• **Set task**: List each line of the entries below that contains the string "pool". Matching is case-sensitive.

• **Records shown**:

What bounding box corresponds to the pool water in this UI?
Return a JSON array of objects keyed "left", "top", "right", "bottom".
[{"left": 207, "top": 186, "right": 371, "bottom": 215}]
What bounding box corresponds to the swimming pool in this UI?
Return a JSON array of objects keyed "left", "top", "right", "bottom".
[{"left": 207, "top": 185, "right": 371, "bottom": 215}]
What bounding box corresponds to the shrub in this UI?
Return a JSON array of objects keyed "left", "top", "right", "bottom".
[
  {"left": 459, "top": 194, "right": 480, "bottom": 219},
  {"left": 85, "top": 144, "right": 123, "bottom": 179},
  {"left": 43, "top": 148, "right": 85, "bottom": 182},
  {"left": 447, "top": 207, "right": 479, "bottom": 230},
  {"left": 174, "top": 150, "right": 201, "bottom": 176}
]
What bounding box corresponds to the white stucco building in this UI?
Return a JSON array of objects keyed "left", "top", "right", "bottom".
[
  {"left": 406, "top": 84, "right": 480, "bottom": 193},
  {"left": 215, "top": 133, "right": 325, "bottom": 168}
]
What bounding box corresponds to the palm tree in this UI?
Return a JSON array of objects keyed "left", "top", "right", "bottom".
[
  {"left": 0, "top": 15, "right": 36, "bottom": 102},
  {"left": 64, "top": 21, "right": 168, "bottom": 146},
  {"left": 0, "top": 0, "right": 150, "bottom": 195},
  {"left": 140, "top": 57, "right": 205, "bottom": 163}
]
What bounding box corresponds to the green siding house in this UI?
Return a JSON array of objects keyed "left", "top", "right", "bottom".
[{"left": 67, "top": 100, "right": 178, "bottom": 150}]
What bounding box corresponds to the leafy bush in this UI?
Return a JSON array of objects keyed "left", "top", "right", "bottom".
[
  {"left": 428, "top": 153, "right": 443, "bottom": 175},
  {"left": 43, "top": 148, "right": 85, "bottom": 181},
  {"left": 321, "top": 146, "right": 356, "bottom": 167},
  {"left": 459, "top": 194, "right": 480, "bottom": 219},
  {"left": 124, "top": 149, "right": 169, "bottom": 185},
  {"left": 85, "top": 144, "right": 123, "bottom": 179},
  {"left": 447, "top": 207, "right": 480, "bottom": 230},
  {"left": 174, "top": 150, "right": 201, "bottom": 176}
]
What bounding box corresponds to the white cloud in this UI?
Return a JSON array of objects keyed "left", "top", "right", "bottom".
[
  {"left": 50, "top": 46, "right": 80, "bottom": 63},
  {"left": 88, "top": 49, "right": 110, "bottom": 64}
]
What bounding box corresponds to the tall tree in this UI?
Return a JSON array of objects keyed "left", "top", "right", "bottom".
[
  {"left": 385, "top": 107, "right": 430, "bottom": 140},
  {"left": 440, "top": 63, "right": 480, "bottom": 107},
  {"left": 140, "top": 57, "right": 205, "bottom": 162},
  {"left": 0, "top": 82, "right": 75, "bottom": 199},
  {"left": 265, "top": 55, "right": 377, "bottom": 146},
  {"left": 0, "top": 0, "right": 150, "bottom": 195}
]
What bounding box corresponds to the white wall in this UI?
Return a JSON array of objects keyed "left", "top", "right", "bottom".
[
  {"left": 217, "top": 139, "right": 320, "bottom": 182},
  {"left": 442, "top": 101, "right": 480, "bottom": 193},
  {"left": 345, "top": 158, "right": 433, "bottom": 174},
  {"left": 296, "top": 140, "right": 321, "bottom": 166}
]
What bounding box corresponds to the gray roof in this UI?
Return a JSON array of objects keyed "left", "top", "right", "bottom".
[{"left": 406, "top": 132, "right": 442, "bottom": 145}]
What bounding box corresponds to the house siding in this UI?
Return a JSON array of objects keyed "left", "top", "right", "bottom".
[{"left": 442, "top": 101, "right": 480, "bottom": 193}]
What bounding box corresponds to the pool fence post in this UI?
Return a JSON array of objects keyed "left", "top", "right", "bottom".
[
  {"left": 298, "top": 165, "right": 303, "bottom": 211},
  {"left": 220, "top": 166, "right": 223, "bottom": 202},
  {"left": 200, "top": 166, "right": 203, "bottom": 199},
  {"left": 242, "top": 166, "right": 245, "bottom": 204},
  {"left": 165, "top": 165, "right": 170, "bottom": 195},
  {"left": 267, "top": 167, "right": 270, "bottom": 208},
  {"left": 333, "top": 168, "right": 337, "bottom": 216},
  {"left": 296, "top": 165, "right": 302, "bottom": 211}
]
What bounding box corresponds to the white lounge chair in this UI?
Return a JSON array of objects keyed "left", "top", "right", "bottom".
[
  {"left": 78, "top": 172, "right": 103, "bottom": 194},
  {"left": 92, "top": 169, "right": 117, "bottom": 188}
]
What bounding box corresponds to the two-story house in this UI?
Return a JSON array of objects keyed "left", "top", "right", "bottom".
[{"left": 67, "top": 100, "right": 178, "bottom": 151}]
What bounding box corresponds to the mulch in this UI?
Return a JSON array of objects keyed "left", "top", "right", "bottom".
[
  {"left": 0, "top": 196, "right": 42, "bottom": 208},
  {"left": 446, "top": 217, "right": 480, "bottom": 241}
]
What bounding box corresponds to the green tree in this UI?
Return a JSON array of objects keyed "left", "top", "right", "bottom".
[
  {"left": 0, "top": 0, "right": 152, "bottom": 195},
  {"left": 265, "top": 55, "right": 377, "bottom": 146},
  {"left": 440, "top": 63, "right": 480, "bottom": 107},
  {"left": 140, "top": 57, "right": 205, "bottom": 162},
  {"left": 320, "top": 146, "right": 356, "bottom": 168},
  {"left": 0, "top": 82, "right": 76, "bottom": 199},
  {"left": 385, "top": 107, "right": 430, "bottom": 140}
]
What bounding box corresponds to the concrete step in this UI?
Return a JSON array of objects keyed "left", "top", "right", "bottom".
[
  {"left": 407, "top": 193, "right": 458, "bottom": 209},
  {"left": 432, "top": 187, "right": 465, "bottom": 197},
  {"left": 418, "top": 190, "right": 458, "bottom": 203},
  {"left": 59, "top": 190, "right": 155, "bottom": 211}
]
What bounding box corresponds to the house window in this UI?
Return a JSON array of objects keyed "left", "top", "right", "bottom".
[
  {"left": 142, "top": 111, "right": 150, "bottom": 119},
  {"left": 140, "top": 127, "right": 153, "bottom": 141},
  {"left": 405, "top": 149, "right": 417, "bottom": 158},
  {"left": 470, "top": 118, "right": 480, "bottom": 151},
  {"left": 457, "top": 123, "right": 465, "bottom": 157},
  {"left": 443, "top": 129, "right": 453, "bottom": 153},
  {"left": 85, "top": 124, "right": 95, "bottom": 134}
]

• **Solution to the exercise**:
What bounding box corresponds to the pool water in this UI?
What bounding box corresponds to the swimming pool in this UI?
What bounding box corresponds to the pool fence post in this UI?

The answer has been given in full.